PROBLEM DETAILS:
Will you write out the data exactly, excluding every picture?

EXTRACTED MATERIAL:
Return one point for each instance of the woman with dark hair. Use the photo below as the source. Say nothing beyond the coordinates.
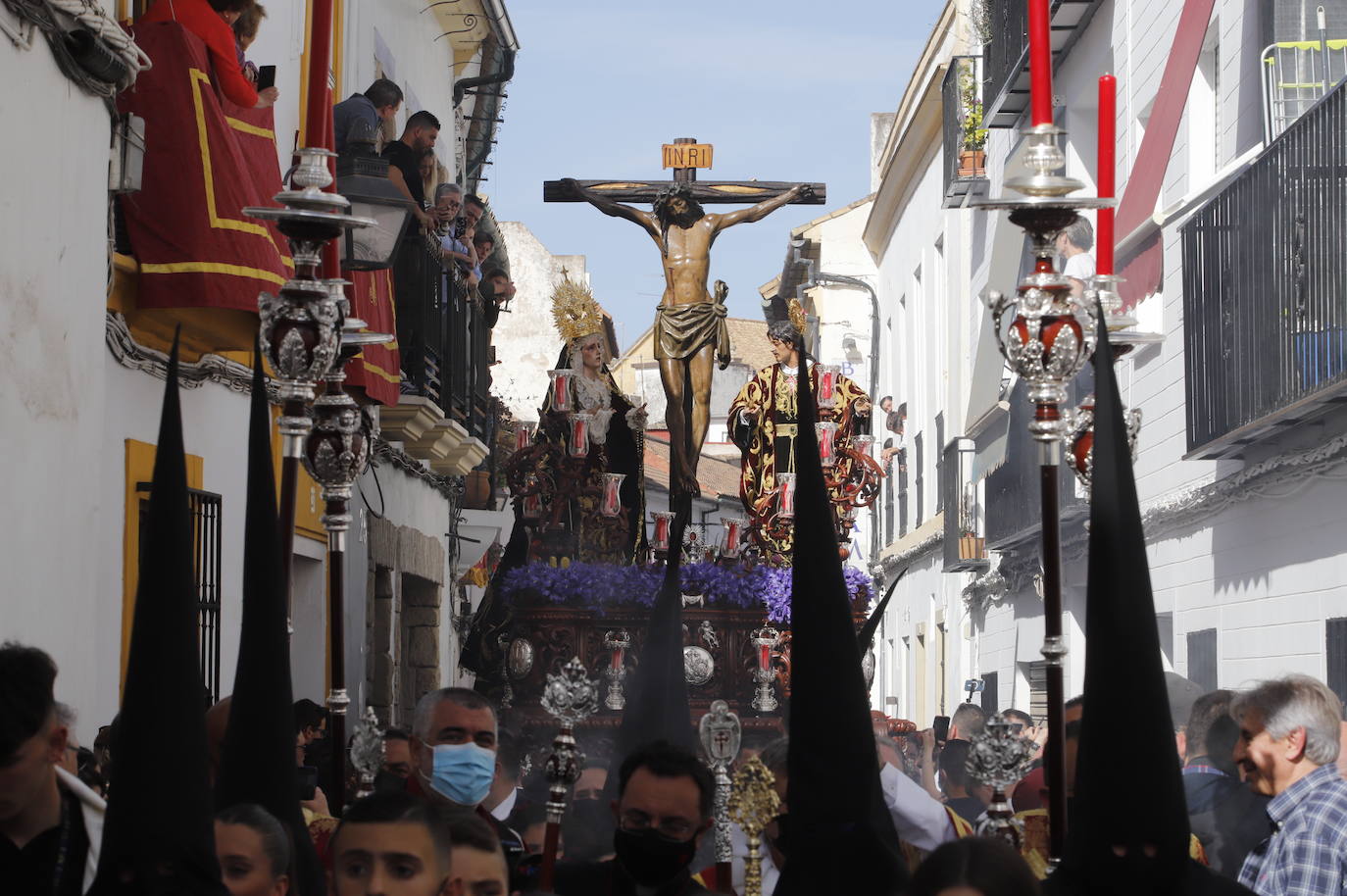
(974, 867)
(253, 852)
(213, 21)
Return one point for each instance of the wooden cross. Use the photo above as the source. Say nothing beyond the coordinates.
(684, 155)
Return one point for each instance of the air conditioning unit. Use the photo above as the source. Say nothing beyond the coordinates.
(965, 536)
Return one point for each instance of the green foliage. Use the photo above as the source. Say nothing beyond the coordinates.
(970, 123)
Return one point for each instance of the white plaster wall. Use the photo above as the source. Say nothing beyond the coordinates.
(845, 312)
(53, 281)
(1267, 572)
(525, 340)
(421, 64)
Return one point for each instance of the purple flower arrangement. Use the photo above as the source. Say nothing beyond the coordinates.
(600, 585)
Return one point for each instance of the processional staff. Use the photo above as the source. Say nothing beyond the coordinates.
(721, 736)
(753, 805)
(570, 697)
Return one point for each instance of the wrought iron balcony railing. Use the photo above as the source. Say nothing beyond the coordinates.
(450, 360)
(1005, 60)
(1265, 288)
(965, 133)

SOLUTION TO THE EXERCISE:
Return one point for each instance of the woman with dark hair. Use the photo below as the source. Say nothing beyond the coordinates.
(974, 867)
(253, 852)
(213, 21)
Return one point for each instance of the wooden cross. Use the photo above as the source. Say nothing beyond the coordinates.
(684, 155)
Return one point for each instance of the air conditioning unit. Use the photo above as the source. Say nothing beyond the coordinates.
(965, 536)
Return one point for each instance of the green foliage. Use the photo above as the source. Say nothing beyond the coordinates.
(970, 123)
Return one point for each instance of the white plaster wall. Use the photo above as the source. Say nothing beyond the coordinates.
(845, 312)
(53, 281)
(1267, 572)
(525, 340)
(421, 64)
Return one point for each instance of the purple flower arrangement. Use the photo above as the source. Say nothing beyond the coordinates.
(600, 585)
Return one point for each instance of the processional staff. Use the photo above as the source. Say nothing beyond the coordinates.
(721, 736)
(753, 805)
(570, 697)
Return one point for each instance of the wrought iron balcony railing. Use the photo above as the source. Say nothing beyond the coordinates.
(450, 360)
(1005, 60)
(1265, 288)
(965, 133)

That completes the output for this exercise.